## Begin RECORDS

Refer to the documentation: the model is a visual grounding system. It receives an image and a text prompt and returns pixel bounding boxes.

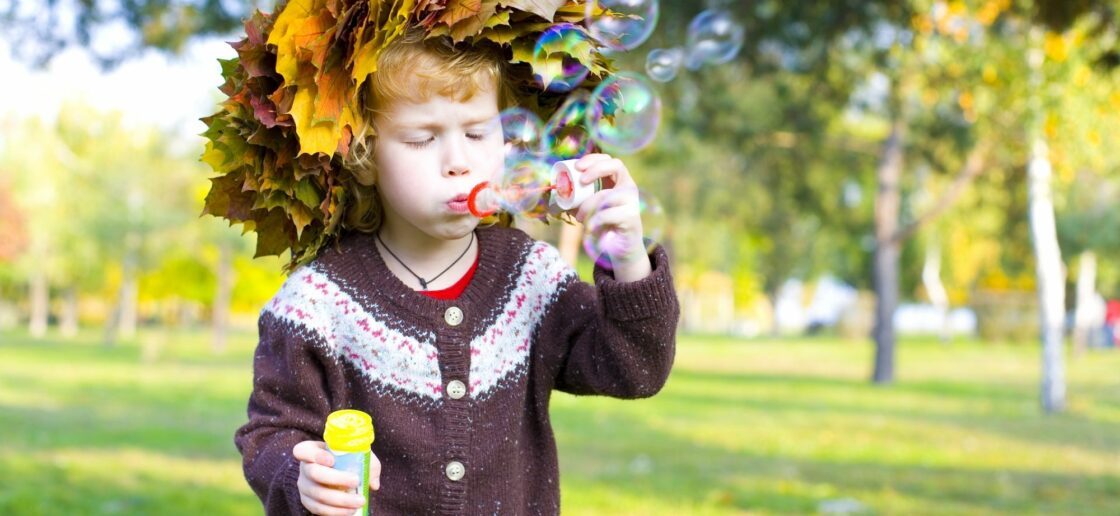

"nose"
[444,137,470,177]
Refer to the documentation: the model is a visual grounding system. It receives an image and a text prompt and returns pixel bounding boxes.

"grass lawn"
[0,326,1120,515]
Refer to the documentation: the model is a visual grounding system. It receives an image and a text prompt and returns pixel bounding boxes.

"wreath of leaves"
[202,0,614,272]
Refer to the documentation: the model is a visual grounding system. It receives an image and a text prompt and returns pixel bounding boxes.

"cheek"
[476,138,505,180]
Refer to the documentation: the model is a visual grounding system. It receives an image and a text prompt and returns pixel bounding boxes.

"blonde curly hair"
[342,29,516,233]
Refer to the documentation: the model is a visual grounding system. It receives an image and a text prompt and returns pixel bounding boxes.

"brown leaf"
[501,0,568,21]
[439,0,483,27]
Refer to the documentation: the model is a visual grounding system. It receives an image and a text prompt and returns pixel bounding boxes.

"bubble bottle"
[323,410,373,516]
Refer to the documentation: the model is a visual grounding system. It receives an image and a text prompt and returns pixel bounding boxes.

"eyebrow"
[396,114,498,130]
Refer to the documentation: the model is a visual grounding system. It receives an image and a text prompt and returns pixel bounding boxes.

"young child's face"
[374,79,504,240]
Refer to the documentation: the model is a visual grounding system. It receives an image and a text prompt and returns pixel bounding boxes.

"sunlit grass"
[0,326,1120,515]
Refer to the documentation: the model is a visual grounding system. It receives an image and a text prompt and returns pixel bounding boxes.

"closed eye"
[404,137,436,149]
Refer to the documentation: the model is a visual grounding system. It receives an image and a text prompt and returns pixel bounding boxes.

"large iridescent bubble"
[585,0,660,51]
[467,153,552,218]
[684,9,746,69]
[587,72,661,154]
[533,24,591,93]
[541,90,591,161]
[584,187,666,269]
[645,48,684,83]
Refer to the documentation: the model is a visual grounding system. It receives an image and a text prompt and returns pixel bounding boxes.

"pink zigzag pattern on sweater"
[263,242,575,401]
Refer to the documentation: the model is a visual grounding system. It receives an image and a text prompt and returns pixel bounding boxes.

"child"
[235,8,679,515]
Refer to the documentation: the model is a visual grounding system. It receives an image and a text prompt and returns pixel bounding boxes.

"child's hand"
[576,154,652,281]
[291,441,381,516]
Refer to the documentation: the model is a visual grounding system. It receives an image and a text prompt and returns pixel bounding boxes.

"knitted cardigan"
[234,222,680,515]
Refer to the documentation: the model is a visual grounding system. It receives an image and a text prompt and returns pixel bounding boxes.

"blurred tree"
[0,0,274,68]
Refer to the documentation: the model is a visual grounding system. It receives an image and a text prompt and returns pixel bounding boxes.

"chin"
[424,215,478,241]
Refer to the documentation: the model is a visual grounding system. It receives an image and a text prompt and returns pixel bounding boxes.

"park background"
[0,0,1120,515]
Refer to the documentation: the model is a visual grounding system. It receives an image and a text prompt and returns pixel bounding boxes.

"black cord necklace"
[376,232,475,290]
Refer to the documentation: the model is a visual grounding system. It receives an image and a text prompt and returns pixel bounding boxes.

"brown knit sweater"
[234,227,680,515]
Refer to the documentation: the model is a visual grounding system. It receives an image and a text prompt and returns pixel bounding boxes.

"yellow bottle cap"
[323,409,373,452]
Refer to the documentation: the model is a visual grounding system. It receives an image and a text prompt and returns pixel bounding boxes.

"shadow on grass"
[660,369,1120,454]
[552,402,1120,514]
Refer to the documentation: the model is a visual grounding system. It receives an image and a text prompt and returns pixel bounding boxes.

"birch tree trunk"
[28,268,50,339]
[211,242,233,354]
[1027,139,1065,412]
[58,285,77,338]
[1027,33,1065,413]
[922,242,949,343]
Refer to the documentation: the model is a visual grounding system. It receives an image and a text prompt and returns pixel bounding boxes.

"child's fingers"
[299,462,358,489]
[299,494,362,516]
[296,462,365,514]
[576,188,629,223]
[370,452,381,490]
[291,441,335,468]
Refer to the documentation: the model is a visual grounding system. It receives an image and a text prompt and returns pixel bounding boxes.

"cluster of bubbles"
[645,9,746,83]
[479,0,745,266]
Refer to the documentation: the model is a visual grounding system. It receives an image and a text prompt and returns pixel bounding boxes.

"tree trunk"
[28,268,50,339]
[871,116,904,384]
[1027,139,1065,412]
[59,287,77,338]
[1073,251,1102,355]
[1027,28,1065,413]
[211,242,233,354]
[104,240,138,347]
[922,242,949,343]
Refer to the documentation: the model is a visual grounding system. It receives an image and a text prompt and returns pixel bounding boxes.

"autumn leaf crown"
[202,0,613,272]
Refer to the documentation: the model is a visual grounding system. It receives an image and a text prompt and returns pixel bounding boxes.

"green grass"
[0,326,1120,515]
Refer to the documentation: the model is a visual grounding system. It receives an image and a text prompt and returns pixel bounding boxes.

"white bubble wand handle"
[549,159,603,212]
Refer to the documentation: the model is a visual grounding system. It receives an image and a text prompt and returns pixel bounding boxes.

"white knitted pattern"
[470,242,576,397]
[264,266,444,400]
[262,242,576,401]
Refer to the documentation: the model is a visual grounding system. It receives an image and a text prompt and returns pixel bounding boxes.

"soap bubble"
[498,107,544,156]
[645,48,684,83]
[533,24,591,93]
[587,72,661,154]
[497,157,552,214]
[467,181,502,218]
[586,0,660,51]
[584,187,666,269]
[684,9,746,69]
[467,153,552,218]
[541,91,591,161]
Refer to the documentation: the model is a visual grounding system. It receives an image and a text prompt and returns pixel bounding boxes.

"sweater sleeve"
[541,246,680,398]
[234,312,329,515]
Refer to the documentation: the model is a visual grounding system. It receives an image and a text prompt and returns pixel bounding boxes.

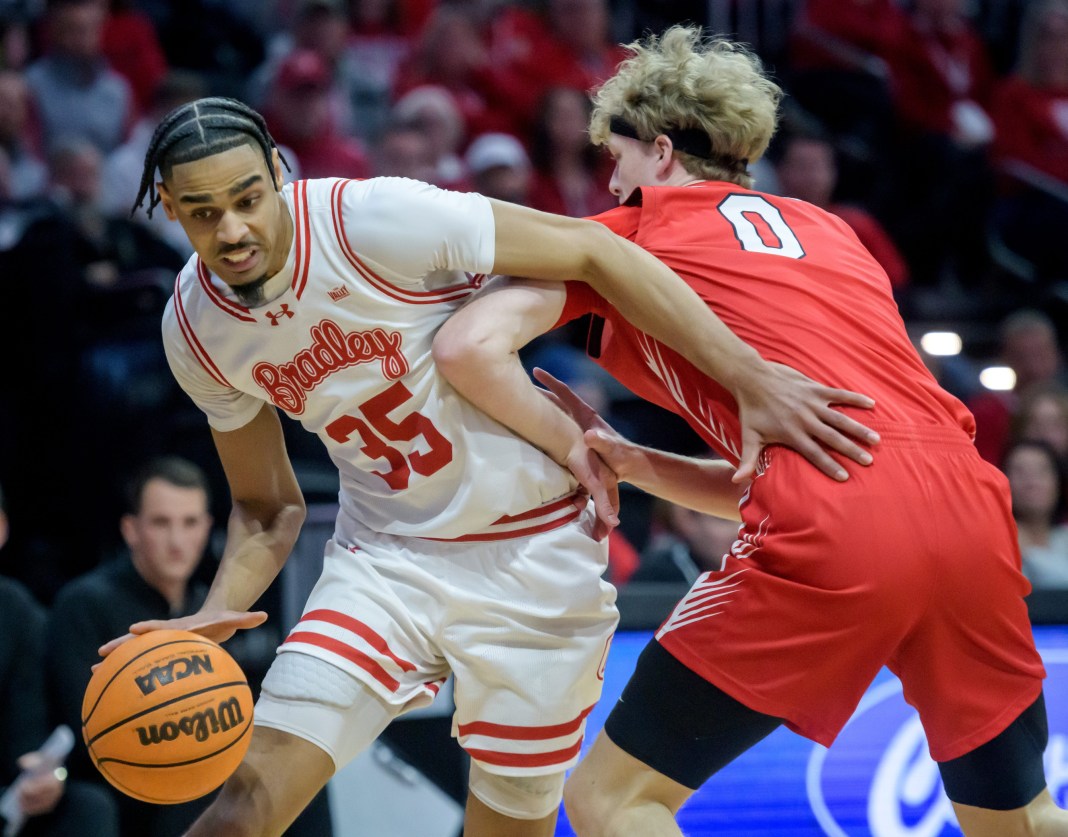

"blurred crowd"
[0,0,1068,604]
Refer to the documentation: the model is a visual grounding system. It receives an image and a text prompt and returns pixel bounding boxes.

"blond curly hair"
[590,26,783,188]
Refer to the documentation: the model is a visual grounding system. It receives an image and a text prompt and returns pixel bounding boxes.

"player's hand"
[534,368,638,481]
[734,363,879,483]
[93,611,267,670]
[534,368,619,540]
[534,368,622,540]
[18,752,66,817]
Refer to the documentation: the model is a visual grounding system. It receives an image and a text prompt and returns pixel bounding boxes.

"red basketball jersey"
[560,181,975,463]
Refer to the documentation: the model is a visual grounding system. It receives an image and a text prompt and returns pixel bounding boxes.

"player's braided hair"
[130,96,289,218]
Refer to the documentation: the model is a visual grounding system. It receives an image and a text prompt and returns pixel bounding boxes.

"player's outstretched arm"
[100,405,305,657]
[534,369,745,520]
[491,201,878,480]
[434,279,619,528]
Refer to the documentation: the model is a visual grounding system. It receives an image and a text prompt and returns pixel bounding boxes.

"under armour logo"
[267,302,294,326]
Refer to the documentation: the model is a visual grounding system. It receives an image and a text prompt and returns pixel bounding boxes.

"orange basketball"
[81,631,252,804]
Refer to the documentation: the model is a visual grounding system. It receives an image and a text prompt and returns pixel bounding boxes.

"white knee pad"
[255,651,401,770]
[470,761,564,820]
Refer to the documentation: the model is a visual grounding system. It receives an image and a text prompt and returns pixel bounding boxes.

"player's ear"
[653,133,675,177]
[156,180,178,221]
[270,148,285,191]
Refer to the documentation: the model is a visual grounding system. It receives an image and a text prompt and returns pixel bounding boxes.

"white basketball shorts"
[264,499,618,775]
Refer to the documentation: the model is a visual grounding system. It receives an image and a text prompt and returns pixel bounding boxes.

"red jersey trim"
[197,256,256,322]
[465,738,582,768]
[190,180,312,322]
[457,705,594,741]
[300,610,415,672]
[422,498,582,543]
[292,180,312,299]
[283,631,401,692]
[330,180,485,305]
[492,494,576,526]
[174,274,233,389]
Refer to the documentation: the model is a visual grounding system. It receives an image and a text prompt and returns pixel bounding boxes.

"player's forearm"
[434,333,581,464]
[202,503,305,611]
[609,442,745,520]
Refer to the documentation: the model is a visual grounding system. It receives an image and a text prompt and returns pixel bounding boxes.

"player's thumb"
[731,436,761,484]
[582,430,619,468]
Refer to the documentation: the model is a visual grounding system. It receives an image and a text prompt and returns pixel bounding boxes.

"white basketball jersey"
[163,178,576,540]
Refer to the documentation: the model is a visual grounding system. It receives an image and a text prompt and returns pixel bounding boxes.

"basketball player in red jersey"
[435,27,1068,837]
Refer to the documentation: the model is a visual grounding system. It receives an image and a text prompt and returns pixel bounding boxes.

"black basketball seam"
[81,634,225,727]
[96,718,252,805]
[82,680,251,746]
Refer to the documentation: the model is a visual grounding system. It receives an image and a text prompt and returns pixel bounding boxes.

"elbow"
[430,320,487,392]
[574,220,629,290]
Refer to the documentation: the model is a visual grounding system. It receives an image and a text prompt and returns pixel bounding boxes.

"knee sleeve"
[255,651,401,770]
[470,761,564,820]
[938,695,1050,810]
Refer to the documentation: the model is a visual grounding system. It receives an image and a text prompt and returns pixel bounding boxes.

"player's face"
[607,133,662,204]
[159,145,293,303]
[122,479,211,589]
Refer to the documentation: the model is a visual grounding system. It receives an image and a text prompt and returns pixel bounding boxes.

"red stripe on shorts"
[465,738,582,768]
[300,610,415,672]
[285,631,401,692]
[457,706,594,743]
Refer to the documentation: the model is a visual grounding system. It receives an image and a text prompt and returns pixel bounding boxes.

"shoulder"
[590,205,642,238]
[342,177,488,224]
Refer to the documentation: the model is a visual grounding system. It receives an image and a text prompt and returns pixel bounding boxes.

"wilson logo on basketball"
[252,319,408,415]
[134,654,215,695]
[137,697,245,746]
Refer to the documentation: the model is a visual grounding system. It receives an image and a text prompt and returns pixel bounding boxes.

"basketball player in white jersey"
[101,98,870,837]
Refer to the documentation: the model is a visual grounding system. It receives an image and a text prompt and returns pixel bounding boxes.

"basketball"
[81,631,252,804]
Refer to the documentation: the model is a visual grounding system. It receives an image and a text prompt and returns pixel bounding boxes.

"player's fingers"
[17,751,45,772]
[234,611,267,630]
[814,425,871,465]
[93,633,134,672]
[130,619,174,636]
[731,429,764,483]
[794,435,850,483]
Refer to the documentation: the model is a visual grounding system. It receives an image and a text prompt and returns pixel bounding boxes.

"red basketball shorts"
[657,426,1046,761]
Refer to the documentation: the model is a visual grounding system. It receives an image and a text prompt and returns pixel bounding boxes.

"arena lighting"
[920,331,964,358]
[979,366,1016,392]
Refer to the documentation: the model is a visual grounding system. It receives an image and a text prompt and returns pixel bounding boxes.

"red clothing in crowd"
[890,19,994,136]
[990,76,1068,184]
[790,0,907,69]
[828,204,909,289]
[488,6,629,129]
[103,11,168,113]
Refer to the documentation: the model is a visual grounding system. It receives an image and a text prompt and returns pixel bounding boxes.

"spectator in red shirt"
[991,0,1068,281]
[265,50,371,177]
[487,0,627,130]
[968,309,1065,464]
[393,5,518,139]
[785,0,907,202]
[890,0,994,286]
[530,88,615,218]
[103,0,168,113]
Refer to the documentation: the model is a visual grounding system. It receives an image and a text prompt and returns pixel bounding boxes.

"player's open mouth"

## End RECORDS

_PROBLEM DESCRIPTION:_ Pull out each line of the rows above that contains the string "crowd", treating uppercase and lowercase letters as different.

_REPLY TO THE EXERCISE:_
"blurred crowd"
"red clothing in crowd"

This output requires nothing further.